## Work order
The entries must be restated exactly as written.

(Dataset entries)
----
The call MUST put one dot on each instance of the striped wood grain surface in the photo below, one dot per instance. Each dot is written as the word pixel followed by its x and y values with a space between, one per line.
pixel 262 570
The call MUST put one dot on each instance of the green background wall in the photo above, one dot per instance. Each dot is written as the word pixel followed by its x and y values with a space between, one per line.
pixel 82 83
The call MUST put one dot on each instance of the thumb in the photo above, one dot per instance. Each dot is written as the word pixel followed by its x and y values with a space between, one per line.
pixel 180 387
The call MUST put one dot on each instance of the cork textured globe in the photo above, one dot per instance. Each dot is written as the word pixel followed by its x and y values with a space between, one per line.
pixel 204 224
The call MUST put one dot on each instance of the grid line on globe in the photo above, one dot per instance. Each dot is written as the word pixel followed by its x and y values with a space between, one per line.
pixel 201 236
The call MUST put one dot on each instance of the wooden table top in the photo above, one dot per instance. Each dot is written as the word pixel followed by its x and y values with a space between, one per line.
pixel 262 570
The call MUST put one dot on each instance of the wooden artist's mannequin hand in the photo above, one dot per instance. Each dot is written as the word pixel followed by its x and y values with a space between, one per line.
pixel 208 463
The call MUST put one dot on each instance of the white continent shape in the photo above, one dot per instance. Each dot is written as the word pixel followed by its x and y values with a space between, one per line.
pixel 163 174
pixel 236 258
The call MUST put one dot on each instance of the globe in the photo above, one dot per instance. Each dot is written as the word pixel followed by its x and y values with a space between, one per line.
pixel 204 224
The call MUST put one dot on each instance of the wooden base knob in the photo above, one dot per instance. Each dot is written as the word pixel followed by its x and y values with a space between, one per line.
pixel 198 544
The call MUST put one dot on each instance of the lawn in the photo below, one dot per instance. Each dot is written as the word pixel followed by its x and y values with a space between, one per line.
----
## Problem solution
The call MUST put one dot on each instance of the striped wood grain surface in the photo below, one dot per instance. Each dot is written as the word pixel followed by its x and y values with a space between, one per line.
pixel 262 570
The call MUST put one dot on each instance of the green background wall in the photo above, one dot per instance. Each dot is written as the word pixel followed by its x and y values with a space between, one per line.
pixel 82 83
The call MUST put one dot on each instance of the thumb in the photo above, one dot per instance. Each dot is written as the word pixel followed by its x and y values with a space between, one per line.
pixel 180 387
The call MUST put one dot on each instance of the cork textured globe in the photo above, one dot per instance. Each dot is written as the word pixel followed by its x and y values with a space between, one per line.
pixel 204 224
The call MUST put one dot on each instance of the grid line on globe in the photo above, one dot per instance. Each dot is written as the word pixel followed by its x and y values with a space between, one per line.
pixel 201 236
The call MUST put one dot on each instance of the wooden table top in the photo above, one dot per instance. Each dot is written as the word pixel followed by its x and y values with a space between, one per line.
pixel 262 570
The call MUST put one dot on each instance of the wooden artist's mannequin hand in the photo above, one dot per instance. Each dot is written as the word pixel followed by its x and y values with a space between, one per line.
pixel 208 463
The call MUST put one dot on each instance of the white continent shape in the photo above, one dot per instance. Each dot is written as the word pixel followed by its x and y values with a space between, one per line.
pixel 163 174
pixel 236 258
The call MUST put one dot on each instance of the globe in the photo above, one dot per instance. Each dot is written as the word pixel followed by its x and y values with a space between, one per line.
pixel 204 224
The call MUST put one dot on each instance of the wooden base knob in the photo above, one dot per instance. Each dot is written as the word pixel followed by its x and y values with a space between, one per line.
pixel 198 544
The call MUST put one dot on each instance of the lawn in the photo below, one dot per instance. Each dot is written as the word pixel followed by its x and y values with a space between, one per line.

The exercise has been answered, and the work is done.